* [Given problem]
Write out the mortgage text below from "Your credit score is" up to and including "rates and terms.", word for word.

* [Text segment]
— Begin —

Next, my file was sent to their in-house processor, and then on to the underwriting department. I eventually received a final approval from the lender. They used a mobile notary service, so I was able to close the loan at a location that was convenient to me. I never even saw the loan officer face-to-face. It was all handled online, or through fax and e-mail.

This is how online mortgage lenders can save you time and energy. The process I described above wasn't even possible 10 years ago. Back then, you had to drive to the bank, sit down with the loan officer, fill out the paperwork, and then see what they were willing to offer you. If you wanted to shop around for the best deal, you had to repeat this process multiple times. But these days, you can apply for a loan through an online lender and skip several of those steps.

Before You Apply for a Home Loan

Earlier, we discussed how easy it is to apply for a mortgage loan online. Because of this, a lot of first-time home buyers rush into the process. They start talking to lenders before they have a budget in mind, or before they even know what kind of loan is right for them. This is a mistake. It can also lead to a lot of financial problems down the road. Just ask one of the millions of Americans who've been foreclosed on within the last two years.

Remember, the mortgage lender is not your financial advisor. They are in the business of selling money. They give you money to buy a house, and they charge interest on the loan to make money from it. That is the extent of your relationship with the lender. So before you start submitting loan applications online, you need to do a financial self-assessment.

Here are three places to start:

Question #1 - What is your credit score?

When you apply for a home loan online, the lender is going to check your credit score. This is probably one of the first things they will do after receiving your application. This three-digit number shows lenders how well (or how poorly) you have repaid your debts in the past.

Your credit score is one of the things that will determine whether or not you get approved for a loan. It also affects the interest rate you receive from the lender. This is why it's so important to check your credit before contacting any online mortgage companies [more information]. You need to find out where you stand before you try to negotiate the rates and terms.

Question #2 - How much can you afford?

If you've been skimming through this article up to this point, I want you to slow down and pay attention. I'm going to introduce a concept that could keep you out of hot water later on.

— End —

* [Data provided]
— Begin —

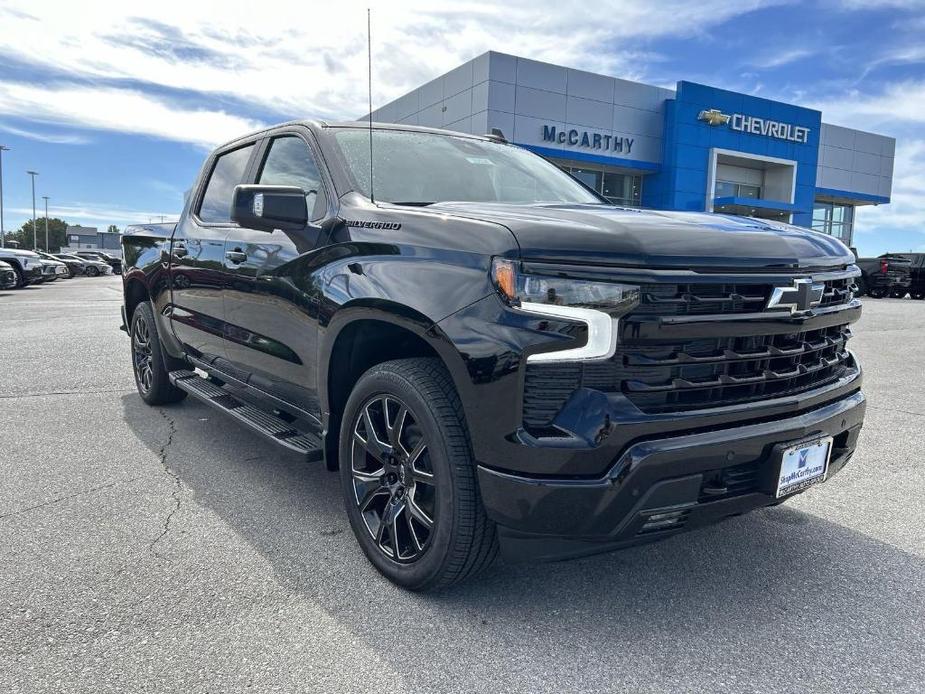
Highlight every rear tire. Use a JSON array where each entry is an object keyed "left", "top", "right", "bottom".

— End —

* [Worked answer]
Your credit score is one of the things that will determine whether or not you get approved for a loan. It also affects the interest rate you receive from the lender. This is why it's so important to check your credit before contacting any online mortgage companies [more information]. You need to find out where you stand before you try to negotiate the rates and terms.